___ TEXTE RETENU

Désastre ou opportunité ? Un mois après, regards croisés sur le Brexit en Angleterre et en France
Il y a juste un mois, le 1er janvier, le Royaume-Uni quittait l’Union européenne. Pas de révolution mais déjà quelques conséquences visibles. Témoignages recueillis dans la région de Manchester et à Cherbourg.
La sortie du Royaume-Uni de l'Union européenne, le 1er janvier dernier, n'a pas entraîné de secousses majeures, grâce à l'accord commercial conclu la veille de Noël. Mais le Brexit a de multiples conséquences, souvent fâcheuses. De nouvelles formalités ont fait leur apparition pour les entreprises commerçant avec les pays de l'Union, les délais d'acheminement sont accrus et le transport de marchandises est plus compliqué.
Côté britannique : "un désastre"

______

* _TRAVAIL DEMANDÉ_
a – Recopiez à l'identique le passage de l'article sur le Brexit allant de "Désastre ou opportunité" à "est plus compliqué.".
b – Résumez l'article sur le Brexit en deux phrases.
c – Écrivez la suite de l'article sur le Brexit à partir de son dernier intertitre.
Les items qui suivent proviennent d'une autre source.

___ DONNÉES FOURNIES

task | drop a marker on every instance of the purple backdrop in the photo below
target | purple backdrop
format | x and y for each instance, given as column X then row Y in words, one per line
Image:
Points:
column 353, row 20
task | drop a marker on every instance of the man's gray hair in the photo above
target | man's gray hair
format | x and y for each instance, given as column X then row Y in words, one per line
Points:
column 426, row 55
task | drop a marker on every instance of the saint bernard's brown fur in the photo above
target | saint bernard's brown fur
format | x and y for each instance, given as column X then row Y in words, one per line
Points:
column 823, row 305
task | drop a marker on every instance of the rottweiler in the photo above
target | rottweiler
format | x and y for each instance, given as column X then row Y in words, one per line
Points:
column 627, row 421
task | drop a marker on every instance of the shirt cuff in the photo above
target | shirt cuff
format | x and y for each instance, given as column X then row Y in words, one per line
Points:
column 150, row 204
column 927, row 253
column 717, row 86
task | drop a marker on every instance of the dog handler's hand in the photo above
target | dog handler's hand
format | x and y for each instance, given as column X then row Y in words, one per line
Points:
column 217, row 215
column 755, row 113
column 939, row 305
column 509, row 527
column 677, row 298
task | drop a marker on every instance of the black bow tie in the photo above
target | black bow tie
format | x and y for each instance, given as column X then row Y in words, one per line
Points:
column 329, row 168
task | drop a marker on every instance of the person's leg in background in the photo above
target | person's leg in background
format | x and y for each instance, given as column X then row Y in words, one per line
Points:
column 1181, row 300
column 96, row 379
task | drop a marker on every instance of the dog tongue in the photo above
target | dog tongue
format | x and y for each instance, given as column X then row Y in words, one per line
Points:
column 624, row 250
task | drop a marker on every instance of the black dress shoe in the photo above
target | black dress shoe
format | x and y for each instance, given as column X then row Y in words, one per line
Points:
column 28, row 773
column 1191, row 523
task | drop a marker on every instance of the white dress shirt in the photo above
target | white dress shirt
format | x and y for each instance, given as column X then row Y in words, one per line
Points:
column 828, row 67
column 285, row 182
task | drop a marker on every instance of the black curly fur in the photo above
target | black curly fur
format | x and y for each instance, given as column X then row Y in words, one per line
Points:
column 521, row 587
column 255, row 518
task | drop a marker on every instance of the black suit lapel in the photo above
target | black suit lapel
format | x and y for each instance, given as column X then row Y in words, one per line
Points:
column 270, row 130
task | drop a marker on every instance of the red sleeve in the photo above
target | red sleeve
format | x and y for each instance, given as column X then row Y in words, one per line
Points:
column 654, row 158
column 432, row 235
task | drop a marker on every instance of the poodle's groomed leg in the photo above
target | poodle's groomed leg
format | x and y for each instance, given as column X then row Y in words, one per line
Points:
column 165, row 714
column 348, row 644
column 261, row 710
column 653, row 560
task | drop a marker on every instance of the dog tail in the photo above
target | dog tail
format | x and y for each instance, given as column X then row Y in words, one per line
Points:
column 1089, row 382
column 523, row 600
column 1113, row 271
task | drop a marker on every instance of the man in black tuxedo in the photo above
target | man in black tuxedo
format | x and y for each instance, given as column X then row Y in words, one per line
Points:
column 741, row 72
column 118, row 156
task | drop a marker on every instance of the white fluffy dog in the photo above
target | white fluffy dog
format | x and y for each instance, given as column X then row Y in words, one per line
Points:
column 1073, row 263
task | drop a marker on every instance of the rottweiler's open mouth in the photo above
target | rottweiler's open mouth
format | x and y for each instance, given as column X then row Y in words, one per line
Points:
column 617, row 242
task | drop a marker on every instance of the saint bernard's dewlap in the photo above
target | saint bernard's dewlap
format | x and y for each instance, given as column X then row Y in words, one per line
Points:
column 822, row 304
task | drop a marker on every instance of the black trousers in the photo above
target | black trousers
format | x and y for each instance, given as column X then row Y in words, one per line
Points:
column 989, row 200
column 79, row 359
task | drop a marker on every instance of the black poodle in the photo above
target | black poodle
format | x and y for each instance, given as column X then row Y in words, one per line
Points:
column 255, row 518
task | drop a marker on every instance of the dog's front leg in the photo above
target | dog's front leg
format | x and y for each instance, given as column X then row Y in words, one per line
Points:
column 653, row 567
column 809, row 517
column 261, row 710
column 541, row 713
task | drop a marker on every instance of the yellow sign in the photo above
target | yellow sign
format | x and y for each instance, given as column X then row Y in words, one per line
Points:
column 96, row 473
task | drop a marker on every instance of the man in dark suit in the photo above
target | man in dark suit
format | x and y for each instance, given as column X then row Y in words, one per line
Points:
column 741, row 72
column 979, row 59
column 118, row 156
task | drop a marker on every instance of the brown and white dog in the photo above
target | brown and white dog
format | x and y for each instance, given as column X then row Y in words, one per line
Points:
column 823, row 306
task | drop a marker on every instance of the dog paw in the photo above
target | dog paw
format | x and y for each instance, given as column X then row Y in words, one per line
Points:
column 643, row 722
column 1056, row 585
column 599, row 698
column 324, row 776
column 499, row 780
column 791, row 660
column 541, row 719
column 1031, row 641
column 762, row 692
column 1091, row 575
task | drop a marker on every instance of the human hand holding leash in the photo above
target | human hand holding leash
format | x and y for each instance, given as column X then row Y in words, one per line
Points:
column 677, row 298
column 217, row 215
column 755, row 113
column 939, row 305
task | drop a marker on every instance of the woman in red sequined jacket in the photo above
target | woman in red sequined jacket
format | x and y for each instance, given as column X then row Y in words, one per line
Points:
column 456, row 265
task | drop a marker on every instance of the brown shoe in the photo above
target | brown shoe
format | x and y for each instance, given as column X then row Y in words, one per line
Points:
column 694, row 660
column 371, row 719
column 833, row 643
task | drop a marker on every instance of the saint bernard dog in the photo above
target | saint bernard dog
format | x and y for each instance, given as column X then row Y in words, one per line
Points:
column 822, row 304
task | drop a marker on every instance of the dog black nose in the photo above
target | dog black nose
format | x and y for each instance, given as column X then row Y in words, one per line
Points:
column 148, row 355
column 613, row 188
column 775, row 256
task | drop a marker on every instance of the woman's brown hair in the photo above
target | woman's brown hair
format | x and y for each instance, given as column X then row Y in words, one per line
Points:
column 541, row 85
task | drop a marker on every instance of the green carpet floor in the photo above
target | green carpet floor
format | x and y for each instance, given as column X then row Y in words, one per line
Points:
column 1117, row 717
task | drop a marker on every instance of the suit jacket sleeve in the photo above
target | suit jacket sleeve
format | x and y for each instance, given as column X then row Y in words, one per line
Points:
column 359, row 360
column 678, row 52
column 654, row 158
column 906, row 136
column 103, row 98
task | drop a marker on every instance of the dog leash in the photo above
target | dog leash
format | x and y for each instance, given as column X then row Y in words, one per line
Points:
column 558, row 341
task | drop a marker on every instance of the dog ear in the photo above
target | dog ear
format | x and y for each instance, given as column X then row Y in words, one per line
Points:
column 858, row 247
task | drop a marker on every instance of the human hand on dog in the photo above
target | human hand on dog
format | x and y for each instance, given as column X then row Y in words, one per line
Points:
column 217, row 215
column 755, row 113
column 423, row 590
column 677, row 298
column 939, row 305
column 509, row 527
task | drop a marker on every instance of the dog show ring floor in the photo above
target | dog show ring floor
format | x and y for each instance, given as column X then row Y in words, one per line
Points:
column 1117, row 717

______

* _RÉPONSES ATTENDUES_
a –
Désastre ou opportunité ? Un mois après, regards croisés sur le Brexit en Angleterre et en France
Il y a juste un mois, le 1er janvier, le Royaume-Uni quittait l’Union européenne. Pas de révolution mais déjà quelques conséquences visibles. Témoignages recueillis dans la région de Manchester et à Cherbourg.
La sortie du Royaume-Uni de l'Union européenne, le 1er janvier dernier, n'a pas entraîné de secousses majeures, grâce à l'accord commercial conclu la veille de Noël. Mais le Brexit a de multiples conséquences, souvent fâcheuses. De nouvelles formalités ont fait leur apparition pour les entreprises commerçant avec les pays de l'Union, les délais d'acheminement sont accrus et le transport de marchandises est plus compliqué.

b – Le Royaume-Uni a quitté l'Union européenne le 1er janvier sans secousses majeures, grâce à l'accord commercial conclu la veille de Noël. Le Brexit a pourtant des conséquences souvent fâcheuses : de nouvelles formalités pour les entreprises commerçant avec l'Union, des délais d'acheminement accrus et un transport de marchandises plus compliqué.

c –
Impact clairement négatif pour la Cheshire Cheese Company, une société basée au sud de Manchester qui, comme son nom l'indique, vend du fromage. Elle réalise 20% de son activité par correspondance : l’envoi direct à des clients européens après commande sur le site. À chaque fois, cela représente 30 euros en moyenne.
Au début de l’année, ces envois habituels vers l’Europe reviennent à l’expéditeur. Nouvelles tentatives, nouveaux retours. Incompréhension. La firme contacte les sociétés de livraison, le ministère, des députés. Elle finit par apprendre que chaque colis doit désormais recevoir un certificat sanitaire, coût unitaire : 200 euros.
C’est super pour l’économie française et un désastre pour l’économie britannique.
Simon Spurrell, chef d'entreprise au Royaume-Unià franceinfo
Pour la Cheshire Cheese Company, c'est un coup dur, au moment où Simon Spurell, le directeur général, voulait embaucher 25 personnes et investir plus d’un million d’euros : "En fait, je me demande si je ne ferais pas mieux d’investir cet argent en France. Parce que c’est le pays le plus proche et je pourrais effectuer mes expéditions à coûts réduits vers les 26 pays du marché européen. Ceux dont j’ai perdu l’accès."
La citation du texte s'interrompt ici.